■ **YOUR ASSIGNMENT**
Print the passage of the Southern California wildfire report between "MALIBU, Calif. —" and "on the blaze.", inclusive, with no changes to its wording.

MALIBU, Calif. — Southern California’s huge wildfire roared to life again Tuesday in a mountain wilderness area. But in a sign of significant progress against the blaze, more neighborhoods were reopened to thousands of residents who fled last week.
A massive plume rose suddenly at midmorning in the Santa Monica Mountains near the community of Lake Sherwood, prompting authorities to send numerous aircraft to drop fire retardant and water on the blaze.
Forecasters had warned of ongoing fire danger because of persistent Santa Ana winds, the withering, dry gusts that sweep out of the interior toward the coast, pushing back moist ocean breezes.
But except for an apartment building that burned overnight in coastal Malibu, there was little sign of fire activity elsewhere in the vast fire zone west of Los Angeles.
Officials tempered optimism with caution, saying there were hotspots and pockets of unburned vegetation.

■ **INFORMATION**
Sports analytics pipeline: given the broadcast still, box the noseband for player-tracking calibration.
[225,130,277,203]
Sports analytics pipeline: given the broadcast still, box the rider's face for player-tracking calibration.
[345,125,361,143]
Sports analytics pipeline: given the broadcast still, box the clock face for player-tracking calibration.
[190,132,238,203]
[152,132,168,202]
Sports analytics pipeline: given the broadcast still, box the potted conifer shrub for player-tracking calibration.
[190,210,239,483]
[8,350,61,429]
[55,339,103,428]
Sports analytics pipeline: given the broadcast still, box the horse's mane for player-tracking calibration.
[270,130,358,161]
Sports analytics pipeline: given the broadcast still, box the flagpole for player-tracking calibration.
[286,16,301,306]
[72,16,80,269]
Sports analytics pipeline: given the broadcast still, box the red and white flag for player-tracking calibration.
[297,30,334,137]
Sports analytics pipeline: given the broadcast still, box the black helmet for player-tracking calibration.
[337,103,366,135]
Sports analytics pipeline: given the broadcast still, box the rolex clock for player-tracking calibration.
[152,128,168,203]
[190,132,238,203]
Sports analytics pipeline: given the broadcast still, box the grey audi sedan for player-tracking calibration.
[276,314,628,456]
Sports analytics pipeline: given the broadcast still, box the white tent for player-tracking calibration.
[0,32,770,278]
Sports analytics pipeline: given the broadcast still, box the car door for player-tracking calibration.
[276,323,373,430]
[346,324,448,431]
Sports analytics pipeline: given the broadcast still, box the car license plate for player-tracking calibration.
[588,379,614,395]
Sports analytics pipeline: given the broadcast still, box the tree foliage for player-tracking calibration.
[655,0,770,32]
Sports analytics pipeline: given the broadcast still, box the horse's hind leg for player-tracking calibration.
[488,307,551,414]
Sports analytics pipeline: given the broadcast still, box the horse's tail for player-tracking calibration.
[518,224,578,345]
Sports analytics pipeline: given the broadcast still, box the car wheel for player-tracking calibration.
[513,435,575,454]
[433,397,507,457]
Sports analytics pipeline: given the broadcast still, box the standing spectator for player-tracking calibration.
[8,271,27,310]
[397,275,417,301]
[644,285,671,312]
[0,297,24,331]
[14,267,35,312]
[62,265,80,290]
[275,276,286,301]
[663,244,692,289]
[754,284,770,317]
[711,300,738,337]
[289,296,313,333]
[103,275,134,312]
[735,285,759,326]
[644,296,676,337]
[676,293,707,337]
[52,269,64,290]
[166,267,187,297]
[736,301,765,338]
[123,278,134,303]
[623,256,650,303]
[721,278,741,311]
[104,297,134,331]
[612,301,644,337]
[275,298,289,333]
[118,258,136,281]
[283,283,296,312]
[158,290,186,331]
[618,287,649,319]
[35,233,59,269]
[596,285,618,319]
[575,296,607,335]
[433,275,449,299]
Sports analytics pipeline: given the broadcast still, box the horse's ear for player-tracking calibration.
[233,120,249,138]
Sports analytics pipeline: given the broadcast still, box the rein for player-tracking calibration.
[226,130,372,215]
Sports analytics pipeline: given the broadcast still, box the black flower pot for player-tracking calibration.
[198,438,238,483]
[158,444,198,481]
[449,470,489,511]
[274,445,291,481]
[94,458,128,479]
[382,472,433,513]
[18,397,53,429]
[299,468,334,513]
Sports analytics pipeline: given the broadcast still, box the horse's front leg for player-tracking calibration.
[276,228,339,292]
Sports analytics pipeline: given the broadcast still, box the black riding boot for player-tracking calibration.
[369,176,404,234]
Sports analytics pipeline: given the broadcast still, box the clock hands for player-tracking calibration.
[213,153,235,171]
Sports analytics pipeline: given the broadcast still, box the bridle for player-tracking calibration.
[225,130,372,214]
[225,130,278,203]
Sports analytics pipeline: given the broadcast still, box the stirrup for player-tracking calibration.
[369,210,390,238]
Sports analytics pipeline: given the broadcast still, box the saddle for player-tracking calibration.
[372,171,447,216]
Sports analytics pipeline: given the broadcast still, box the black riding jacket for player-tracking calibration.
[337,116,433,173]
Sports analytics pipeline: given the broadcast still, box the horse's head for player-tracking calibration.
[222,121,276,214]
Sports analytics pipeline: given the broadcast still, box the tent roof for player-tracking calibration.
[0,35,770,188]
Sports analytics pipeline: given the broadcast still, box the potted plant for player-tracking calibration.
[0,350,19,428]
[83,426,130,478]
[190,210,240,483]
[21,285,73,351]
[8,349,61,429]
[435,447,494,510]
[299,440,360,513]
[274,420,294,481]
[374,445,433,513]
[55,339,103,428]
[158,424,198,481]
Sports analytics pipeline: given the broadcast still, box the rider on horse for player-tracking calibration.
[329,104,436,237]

■ **TASK RESULT**
MALIBU, Calif. — Southern California’s huge wildfire roared to life again Tuesday in a mountain wilderness area. But in a sign of significant progress against the blaze, more neighborhoods were reopened to thousands of residents who fled last week.
A massive plume rose suddenly at midmorning in the Santa Monica Mountains near the community of Lake Sherwood, prompting authorities to send numerous aircraft to drop fire retardant and water on the blaze.